* **What is required**: Your output should be every line below, copied exactly.

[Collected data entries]

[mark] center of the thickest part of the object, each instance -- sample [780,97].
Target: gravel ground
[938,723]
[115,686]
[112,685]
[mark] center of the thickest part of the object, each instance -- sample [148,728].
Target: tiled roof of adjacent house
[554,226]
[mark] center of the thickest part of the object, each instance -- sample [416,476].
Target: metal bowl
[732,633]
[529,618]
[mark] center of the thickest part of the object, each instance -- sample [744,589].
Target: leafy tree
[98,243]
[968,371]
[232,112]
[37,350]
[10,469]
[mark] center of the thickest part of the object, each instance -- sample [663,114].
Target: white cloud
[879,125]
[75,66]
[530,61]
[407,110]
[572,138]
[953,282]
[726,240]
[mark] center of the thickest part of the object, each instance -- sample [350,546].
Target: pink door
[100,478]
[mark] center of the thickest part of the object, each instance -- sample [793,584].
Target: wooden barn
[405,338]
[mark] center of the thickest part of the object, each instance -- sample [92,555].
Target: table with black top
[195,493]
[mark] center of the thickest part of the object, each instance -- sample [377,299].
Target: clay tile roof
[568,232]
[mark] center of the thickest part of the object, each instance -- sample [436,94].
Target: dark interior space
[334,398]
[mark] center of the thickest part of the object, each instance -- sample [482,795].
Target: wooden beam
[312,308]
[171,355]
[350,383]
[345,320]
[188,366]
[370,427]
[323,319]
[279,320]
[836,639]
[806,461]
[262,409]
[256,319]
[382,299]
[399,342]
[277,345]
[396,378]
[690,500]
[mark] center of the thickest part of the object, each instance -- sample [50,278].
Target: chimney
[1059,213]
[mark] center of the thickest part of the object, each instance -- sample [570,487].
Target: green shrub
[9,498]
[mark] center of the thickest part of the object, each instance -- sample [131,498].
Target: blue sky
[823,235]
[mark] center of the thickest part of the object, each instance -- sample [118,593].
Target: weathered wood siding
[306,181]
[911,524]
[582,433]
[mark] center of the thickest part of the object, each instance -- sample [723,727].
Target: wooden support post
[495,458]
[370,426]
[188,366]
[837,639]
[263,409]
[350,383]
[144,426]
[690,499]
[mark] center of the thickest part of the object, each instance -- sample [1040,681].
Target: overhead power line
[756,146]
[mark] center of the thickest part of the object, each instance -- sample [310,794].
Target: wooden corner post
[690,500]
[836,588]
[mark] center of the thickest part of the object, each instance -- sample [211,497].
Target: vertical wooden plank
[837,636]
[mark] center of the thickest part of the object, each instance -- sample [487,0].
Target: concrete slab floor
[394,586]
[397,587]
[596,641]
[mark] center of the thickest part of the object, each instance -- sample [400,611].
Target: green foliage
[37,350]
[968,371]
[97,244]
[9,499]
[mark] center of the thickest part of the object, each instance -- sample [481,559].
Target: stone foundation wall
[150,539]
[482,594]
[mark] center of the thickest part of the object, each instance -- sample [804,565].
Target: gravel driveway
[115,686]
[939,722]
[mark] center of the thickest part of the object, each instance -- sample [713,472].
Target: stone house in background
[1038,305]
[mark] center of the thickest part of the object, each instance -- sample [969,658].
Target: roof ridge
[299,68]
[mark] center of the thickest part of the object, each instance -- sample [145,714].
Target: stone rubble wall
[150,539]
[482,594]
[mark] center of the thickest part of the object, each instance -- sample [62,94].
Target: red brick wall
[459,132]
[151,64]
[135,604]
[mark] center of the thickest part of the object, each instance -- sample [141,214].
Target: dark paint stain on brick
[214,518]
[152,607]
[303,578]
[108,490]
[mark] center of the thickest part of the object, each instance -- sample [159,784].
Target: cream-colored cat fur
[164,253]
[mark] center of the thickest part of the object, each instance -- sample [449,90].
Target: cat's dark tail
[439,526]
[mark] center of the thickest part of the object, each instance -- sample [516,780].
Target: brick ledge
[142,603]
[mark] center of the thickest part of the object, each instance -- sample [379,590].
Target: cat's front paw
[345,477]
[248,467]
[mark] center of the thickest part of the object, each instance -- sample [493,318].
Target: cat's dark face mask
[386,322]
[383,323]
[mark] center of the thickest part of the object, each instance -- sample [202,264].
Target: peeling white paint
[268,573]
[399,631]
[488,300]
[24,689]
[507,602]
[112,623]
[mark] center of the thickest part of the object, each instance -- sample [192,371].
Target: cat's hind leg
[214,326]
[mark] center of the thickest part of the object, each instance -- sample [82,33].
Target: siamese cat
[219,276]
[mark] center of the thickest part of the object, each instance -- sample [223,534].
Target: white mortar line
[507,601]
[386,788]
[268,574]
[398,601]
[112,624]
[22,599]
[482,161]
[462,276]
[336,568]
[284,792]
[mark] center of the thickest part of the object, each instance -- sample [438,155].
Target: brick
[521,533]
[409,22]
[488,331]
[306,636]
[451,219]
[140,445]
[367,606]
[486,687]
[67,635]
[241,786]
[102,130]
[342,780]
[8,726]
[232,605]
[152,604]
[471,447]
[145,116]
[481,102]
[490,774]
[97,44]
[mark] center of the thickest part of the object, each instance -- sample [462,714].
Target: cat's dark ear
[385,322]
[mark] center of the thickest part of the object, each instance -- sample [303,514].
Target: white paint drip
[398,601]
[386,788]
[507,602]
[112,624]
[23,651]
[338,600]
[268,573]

* **Finished task**:
[mark] center of the thickest part of the object, each instance -- sample [780,97].
Target: gravel ground
[938,723]
[115,686]
[112,685]
[mark] center of the thickest part of the object, each instance -- sample [148,728].
Target: tiled roof of adjacent house
[554,226]
[mark] center of the thickest part of the object, each instance -- sample [416,476].
Target: metal bowl
[732,633]
[529,618]
[mark] center of the thickest part of the object, each instance -- sample [744,589].
Target: leafy tree
[98,243]
[968,371]
[232,112]
[37,350]
[10,469]
[mark] center of the thickest part of the object, each instance -- sample [663,114].
Target: white cloud
[879,125]
[75,66]
[530,61]
[407,110]
[572,138]
[953,282]
[726,240]
[mark] center of the thickest part of the object, each instance -- sample [350,546].
Target: pink door
[100,478]
[mark] center of the thickest part of the object, each instance -- sample [793,584].
Target: wooden barn
[405,338]
[mark] center of the thickest part of the object, each instance -- sample [92,555].
Target: table with black top
[195,493]
[mark] center of the thickest part of the object, each instance -- sample [377,299].
Target: clay tile roof
[568,232]
[mark] center of the thickest part of the object, each instance -- sample [436,94].
Target: dark interior space
[334,398]
[mark] center of the thickest part of the object, each instance -- sample [482,795].
Target: wooden beam
[312,308]
[171,355]
[350,383]
[345,320]
[188,366]
[370,427]
[323,319]
[279,320]
[836,639]
[806,461]
[262,409]
[256,319]
[382,299]
[399,342]
[277,345]
[396,378]
[690,500]
[mark] center of the thickest part of the object, each instance -- sample [50,278].
Target: chimney
[1059,213]
[mark] center of the thickest part of the object, each instance -- sample [570,487].
Target: green shrub
[9,498]
[mark] center of the thickest part of the object, each instance -- sample [131,498].
Target: blue sky
[823,235]
[mark] center of the thickest part of the object, each instance -- sample [118,593].
Target: weathered wood siding
[306,181]
[911,524]
[582,433]
[mark] center of the thickest part of the object, each instance -- sample [723,727].
Target: wooden support post
[495,458]
[370,426]
[188,366]
[837,639]
[263,409]
[350,383]
[144,426]
[690,499]
[mark] center of the thickest part of the object, each instance -- sample [1040,681].
Target: overhead power line
[756,146]
[mark] center of the thickest part of the object, each instance -- sample [310,794].
Target: wooden corner post
[690,500]
[836,588]
[mark] center of the thickest part of the object, each instance -- sample [211,497].
Target: vertical wooden plank
[837,636]
[mark] center of the thickest part of the object, each instance -- sample [487,0].
Target: concrete slab floor
[394,586]
[397,587]
[596,641]
[mark] center of the thickest part of the object, each instance -- sample [400,611].
Target: green foliage
[37,350]
[968,371]
[97,244]
[9,499]
[mark] center of the thickest part of the object, each instance -- sample [481,559].
Target: stone foundation wall
[150,539]
[482,594]
[mark] center of the thickest part of the object, each instance -- sample [804,565].
Target: gravel driveway
[115,686]
[939,722]
[mark] center of the thickest part of the object, each instance -- sample [713,472].
Target: stone house in background
[1038,305]
[mark] center of the thickest part of the object, each instance -- sample [969,658].
Target: roof ridge
[299,68]
[mark] center of the thickest part of the object, each instance -- sample [145,714].
Target: stone rubble wall
[150,539]
[482,594]
[mark] center of the thickest part of the object, each instance -- sample [62,94].
Target: red brick wall
[459,132]
[151,64]
[135,604]
[mark] center of the thickest part of the object, each instance -- sample [141,214].
Target: dark paint stain on brick
[214,518]
[152,607]
[303,578]
[108,490]
[mark] center of the thickest part of the object, each instance -- sample [159,784].
Target: cream-colored cat fur
[164,253]
[mark] center of the thickest part of the object, each instance -- sample [449,90].
Target: cat's dark tail
[439,526]
[mark] center of the thickest part of the object, each instance -- sample [516,780].
Target: brick ledge
[142,603]
[mark] center of the thickest part of the object, each instance -- sample [379,590].
Target: cat's front paw
[345,477]
[248,467]
[mark] center of the thickest part of the object, each instance -- sample [493,318].
Target: cat's dark face mask
[386,322]
[383,323]
[mark] center of the thickest part of the object, each instance -- sample [202,264].
Target: peeling white paint
[268,573]
[399,631]
[488,300]
[24,689]
[507,602]
[112,623]
[mark] center of the thickest part of the object, each instance -- sample [192,371].
Target: cat's hind leg
[214,326]
[mark] center of the thickest part of the object, each instance -- sample [82,33].
Target: siamese cat
[219,276]
[mark] center of the thickest part of the object, each instance -- sample [223,534].
Target: white mortar line
[507,601]
[386,788]
[268,574]
[398,601]
[112,624]
[22,599]
[482,161]
[462,276]
[336,568]
[284,792]
[mark] center of the thickest part of the object, each instance -- sample [438,155].
Target: brick
[521,533]
[409,22]
[488,331]
[306,636]
[451,219]
[140,445]
[367,606]
[486,687]
[67,635]
[241,786]
[102,130]
[342,780]
[8,726]
[232,605]
[152,604]
[471,447]
[145,116]
[481,102]
[490,774]
[97,44]
[mark] center of the thickest part of the object, each instance -- sample [462,714].
Target: cat's dark ear
[385,322]
[mark] center of the thickest part of the object, each instance -- sample [303,514].
Target: white paint drip
[398,601]
[386,788]
[507,602]
[112,624]
[23,651]
[338,600]
[268,573]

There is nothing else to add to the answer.